Stored items from a collection:
▬▬▬▬▬▬
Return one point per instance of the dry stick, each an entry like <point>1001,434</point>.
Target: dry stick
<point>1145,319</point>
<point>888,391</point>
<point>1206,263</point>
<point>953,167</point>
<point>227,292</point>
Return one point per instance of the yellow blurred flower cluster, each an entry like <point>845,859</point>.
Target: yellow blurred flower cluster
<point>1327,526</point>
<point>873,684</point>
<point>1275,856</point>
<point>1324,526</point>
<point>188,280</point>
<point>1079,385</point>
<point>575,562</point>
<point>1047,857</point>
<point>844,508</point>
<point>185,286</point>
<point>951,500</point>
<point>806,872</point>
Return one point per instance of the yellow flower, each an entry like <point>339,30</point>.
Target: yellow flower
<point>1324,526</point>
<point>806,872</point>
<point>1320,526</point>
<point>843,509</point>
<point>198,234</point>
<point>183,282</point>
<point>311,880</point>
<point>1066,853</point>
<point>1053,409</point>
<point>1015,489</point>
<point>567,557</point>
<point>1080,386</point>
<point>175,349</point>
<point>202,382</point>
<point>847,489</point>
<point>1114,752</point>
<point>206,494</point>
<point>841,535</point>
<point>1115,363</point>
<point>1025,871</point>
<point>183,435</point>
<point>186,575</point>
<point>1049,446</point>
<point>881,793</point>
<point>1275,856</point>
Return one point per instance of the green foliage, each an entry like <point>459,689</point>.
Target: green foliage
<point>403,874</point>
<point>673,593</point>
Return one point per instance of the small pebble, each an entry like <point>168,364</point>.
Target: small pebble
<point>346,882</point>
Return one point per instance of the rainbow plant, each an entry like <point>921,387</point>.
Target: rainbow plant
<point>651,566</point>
▬▬▬▬▬▬
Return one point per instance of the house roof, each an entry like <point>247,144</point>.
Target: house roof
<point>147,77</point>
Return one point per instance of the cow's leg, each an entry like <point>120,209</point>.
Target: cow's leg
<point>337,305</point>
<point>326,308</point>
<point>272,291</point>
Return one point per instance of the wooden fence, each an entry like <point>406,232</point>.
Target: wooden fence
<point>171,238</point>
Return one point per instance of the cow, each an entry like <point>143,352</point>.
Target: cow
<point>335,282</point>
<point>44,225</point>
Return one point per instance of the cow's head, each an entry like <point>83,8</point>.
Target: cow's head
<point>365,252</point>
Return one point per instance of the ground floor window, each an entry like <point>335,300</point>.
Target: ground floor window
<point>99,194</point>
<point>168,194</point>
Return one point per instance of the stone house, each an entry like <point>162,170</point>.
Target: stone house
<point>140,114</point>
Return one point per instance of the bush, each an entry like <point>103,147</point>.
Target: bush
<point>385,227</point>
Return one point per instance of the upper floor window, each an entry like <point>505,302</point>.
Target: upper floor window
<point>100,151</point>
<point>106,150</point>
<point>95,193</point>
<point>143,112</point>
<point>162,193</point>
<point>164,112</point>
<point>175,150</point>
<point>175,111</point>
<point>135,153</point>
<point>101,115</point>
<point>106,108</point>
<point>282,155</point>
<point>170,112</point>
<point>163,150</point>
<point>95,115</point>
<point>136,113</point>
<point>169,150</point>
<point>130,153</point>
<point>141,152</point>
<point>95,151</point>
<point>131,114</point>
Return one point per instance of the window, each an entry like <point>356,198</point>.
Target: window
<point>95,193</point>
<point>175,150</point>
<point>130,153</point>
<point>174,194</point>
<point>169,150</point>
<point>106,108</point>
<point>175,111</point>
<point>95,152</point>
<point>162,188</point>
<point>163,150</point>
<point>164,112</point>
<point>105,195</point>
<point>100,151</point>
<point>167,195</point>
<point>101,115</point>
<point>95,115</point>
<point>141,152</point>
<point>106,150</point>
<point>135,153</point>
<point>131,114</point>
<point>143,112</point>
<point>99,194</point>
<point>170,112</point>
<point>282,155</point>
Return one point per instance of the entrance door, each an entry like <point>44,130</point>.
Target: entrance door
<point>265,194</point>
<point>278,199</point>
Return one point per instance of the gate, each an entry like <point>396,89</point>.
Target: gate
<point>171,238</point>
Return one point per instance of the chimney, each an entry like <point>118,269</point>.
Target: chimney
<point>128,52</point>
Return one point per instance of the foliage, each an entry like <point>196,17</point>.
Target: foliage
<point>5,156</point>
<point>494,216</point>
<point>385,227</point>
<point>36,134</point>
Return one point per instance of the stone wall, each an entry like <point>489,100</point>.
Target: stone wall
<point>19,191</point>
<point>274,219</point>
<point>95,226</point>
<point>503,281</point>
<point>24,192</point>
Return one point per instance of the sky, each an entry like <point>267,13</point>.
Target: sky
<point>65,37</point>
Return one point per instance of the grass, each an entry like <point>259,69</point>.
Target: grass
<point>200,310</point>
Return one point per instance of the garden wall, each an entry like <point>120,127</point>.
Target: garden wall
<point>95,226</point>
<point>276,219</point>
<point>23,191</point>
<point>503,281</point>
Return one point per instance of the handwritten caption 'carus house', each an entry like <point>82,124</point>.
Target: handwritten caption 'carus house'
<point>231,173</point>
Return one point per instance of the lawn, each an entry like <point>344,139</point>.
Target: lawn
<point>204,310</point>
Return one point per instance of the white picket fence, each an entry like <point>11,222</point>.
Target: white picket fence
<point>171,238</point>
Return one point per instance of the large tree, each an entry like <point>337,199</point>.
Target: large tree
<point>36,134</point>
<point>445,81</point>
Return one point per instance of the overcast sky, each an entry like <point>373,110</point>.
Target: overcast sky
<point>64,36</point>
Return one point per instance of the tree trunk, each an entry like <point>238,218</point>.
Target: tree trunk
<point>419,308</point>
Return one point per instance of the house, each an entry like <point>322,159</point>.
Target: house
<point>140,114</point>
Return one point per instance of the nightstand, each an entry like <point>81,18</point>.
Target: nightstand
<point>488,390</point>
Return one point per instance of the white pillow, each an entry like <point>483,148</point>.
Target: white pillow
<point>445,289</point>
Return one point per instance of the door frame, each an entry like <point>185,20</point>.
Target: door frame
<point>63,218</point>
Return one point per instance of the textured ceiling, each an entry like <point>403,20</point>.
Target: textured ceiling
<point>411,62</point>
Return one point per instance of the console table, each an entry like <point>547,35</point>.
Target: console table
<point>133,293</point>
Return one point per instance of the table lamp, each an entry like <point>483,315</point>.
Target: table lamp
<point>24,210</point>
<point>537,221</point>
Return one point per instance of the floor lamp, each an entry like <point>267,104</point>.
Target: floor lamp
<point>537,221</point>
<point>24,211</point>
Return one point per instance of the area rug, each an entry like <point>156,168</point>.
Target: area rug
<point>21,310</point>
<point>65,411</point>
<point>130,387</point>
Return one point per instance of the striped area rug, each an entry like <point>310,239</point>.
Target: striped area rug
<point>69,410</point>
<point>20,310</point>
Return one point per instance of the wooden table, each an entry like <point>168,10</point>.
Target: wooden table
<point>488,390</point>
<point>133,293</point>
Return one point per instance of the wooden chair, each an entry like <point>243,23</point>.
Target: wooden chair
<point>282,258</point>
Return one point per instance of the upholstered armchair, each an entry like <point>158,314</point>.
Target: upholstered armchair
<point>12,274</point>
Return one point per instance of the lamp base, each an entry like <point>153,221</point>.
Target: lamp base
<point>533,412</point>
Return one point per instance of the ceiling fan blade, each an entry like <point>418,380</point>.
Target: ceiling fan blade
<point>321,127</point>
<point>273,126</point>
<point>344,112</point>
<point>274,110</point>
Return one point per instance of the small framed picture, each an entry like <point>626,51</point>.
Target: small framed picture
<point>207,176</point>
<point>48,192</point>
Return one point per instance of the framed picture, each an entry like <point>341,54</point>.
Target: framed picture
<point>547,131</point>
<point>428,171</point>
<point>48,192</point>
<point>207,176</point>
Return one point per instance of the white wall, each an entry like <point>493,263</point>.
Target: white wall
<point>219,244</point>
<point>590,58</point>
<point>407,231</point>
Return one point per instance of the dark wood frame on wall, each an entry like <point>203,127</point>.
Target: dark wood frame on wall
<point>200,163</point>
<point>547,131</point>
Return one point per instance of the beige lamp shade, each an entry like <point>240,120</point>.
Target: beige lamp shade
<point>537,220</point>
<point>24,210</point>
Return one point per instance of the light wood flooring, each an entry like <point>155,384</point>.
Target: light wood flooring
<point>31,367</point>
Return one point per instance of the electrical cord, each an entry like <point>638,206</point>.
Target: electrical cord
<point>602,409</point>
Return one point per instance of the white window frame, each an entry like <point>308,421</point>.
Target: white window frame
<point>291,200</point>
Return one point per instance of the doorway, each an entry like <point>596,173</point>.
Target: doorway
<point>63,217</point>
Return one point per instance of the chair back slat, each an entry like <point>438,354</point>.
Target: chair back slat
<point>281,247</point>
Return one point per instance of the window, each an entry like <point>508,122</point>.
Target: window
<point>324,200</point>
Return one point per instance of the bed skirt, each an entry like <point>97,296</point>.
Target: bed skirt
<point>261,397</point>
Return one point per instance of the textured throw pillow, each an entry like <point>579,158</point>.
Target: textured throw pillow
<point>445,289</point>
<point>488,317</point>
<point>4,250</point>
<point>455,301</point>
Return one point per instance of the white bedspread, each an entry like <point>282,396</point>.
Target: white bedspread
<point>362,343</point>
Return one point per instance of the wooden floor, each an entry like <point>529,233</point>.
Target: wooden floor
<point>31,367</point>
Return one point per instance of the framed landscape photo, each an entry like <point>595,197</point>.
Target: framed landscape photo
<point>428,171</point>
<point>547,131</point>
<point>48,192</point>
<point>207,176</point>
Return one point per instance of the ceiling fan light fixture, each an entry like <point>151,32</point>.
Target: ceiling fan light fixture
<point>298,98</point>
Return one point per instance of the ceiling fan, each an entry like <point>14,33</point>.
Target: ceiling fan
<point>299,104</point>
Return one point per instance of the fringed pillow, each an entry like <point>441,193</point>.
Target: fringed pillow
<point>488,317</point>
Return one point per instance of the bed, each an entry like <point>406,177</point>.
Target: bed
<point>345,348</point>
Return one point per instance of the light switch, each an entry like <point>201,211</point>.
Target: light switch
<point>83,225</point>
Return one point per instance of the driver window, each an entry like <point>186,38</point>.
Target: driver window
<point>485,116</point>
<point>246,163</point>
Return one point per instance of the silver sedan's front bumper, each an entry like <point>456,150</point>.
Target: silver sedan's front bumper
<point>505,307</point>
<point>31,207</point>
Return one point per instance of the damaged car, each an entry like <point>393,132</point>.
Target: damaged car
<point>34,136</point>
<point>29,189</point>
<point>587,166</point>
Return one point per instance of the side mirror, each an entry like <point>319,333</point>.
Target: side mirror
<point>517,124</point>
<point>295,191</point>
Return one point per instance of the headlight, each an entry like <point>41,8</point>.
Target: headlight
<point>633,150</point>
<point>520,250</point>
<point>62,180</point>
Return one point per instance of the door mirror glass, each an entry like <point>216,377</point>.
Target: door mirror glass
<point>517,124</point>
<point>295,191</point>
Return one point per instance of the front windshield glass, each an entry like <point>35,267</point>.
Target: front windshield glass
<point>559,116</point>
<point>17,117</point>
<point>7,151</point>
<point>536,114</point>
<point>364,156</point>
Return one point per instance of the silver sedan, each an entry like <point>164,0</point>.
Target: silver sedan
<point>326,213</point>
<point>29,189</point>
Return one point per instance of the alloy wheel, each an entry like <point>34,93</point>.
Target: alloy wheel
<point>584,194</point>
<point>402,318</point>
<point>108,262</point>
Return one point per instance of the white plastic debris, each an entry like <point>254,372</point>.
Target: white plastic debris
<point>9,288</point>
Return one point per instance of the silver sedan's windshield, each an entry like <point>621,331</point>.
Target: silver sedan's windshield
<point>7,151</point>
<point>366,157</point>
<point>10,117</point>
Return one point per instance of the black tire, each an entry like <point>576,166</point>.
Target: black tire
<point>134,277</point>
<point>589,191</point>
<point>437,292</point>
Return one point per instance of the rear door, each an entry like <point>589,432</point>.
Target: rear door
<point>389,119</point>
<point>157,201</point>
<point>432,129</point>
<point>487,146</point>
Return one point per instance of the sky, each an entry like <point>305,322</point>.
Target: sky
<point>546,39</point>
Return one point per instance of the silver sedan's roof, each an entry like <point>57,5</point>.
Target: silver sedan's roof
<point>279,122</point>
▬▬▬▬▬▬
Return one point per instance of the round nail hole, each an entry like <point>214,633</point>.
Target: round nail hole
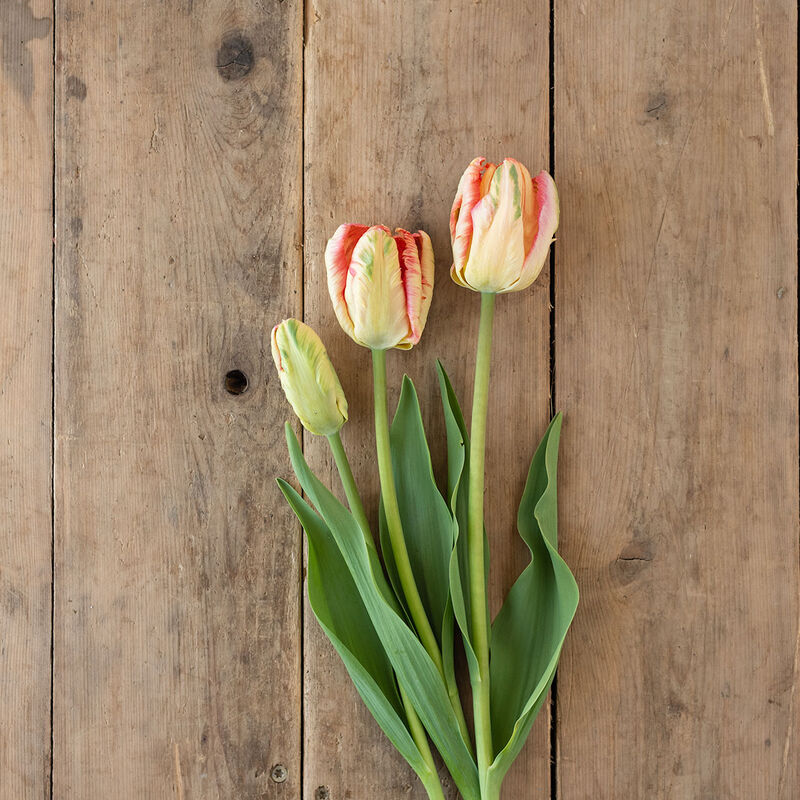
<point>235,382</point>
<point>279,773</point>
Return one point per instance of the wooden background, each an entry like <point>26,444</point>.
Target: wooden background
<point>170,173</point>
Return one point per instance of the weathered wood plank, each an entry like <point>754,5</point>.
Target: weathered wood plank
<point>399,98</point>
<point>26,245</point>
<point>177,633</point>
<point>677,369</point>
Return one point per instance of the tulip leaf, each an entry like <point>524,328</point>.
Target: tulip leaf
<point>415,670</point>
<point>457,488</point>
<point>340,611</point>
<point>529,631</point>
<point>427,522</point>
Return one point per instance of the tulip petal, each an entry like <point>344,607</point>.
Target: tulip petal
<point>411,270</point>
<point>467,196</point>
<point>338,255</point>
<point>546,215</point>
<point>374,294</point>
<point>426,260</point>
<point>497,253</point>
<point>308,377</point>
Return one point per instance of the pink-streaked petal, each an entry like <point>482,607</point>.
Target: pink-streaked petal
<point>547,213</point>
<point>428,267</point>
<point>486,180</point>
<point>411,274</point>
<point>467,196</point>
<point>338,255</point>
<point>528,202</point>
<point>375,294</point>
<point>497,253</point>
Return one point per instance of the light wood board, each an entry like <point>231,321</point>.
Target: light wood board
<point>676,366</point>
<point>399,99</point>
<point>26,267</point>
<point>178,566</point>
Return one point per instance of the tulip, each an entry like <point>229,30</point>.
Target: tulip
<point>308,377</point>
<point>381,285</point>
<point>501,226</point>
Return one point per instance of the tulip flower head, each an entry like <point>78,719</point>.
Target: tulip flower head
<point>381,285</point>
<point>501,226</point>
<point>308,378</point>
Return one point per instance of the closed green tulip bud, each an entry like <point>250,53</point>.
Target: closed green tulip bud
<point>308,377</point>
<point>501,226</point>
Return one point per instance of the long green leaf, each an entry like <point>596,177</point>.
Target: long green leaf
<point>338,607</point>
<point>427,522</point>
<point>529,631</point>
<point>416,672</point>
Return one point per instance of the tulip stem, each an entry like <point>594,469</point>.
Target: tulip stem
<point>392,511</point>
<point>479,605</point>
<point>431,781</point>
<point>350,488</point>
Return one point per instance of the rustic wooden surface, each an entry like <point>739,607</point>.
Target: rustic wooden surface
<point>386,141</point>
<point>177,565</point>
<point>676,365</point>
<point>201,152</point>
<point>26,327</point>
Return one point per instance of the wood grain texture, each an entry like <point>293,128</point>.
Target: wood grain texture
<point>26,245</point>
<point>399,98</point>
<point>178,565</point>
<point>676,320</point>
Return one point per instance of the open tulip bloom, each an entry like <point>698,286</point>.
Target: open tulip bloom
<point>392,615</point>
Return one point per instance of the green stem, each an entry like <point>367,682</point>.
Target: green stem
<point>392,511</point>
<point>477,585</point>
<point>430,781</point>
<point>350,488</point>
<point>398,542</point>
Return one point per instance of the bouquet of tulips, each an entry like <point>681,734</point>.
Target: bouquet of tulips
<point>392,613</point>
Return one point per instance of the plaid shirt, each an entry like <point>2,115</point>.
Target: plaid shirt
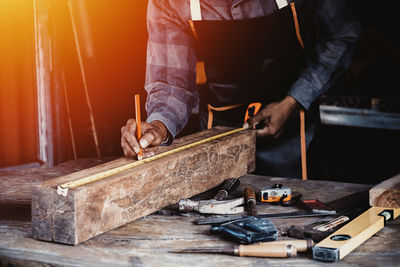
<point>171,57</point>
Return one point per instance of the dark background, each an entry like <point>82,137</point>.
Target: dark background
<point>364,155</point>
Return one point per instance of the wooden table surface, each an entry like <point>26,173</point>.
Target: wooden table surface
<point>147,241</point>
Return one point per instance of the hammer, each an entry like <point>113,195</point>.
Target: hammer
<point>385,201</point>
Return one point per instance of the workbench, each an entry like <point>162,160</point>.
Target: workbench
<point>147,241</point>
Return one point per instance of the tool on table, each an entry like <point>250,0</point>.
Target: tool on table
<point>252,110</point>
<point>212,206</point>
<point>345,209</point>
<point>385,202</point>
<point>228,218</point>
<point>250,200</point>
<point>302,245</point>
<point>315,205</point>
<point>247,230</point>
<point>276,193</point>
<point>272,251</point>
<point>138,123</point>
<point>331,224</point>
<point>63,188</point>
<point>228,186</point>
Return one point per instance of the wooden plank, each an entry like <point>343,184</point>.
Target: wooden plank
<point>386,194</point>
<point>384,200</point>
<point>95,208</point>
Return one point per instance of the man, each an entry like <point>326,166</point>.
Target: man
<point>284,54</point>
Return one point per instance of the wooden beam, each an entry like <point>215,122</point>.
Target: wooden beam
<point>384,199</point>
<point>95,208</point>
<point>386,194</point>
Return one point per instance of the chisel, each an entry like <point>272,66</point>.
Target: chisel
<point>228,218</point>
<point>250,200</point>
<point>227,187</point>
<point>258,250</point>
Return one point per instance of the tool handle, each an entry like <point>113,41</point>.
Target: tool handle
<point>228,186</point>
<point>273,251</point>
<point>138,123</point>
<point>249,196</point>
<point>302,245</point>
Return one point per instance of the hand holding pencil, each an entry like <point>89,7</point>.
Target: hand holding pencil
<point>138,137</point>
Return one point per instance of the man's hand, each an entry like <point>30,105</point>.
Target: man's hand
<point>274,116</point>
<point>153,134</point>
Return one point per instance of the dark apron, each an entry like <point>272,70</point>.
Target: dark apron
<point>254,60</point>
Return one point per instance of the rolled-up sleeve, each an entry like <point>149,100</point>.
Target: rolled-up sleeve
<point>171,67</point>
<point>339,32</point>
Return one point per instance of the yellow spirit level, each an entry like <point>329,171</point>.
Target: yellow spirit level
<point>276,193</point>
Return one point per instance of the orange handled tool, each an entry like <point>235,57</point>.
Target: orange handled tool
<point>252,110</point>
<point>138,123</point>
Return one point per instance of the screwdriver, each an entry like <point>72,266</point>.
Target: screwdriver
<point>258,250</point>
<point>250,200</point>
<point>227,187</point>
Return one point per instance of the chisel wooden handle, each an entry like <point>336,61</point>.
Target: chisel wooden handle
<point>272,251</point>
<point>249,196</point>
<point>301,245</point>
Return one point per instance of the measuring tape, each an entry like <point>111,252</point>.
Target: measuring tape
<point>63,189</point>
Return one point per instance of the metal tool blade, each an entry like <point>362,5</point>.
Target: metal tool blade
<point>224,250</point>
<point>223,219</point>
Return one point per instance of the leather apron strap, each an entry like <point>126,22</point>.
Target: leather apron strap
▬▬▬▬▬▬
→ WORK INSTRUCTION
In the entries above, find the line holding "Return one point per instance of the dry" and the line holding "Return one point per instance of the rainbow"; print both of them and every line between, exactly, and nothing else.

→ ANSWER AREA
Return one point per instance of the dry stick, each an entry like <point>1001,434</point>.
Target: dry stick
<point>1145,319</point>
<point>888,391</point>
<point>1206,263</point>
<point>953,167</point>
<point>227,292</point>
Return one point per instance of the yellow blurred flower cluster, each an entry like <point>845,859</point>.
Target: yellow blurred flower cluster
<point>1327,526</point>
<point>873,684</point>
<point>1275,856</point>
<point>1324,526</point>
<point>188,280</point>
<point>1079,385</point>
<point>575,562</point>
<point>1047,857</point>
<point>844,508</point>
<point>185,286</point>
<point>951,500</point>
<point>806,872</point>
Return one point per instance of the yellow flower, each an entry like <point>339,30</point>.
Target: yellow flower
<point>1324,526</point>
<point>806,872</point>
<point>1320,526</point>
<point>843,509</point>
<point>198,234</point>
<point>183,282</point>
<point>311,880</point>
<point>1066,853</point>
<point>1053,409</point>
<point>1015,489</point>
<point>567,557</point>
<point>1080,386</point>
<point>175,349</point>
<point>202,382</point>
<point>847,489</point>
<point>1114,752</point>
<point>206,494</point>
<point>841,535</point>
<point>1115,363</point>
<point>1025,871</point>
<point>183,435</point>
<point>186,575</point>
<point>1049,446</point>
<point>881,793</point>
<point>1275,856</point>
Return one point per instance of the green foliage, each an entry like <point>459,689</point>.
Target: green foliage
<point>403,874</point>
<point>673,593</point>
Return one point per instance of the small pebble, each an entry like <point>168,364</point>.
Target: small pebble
<point>346,882</point>
Return one point per instance of the rainbow plant, each an entry like <point>921,387</point>.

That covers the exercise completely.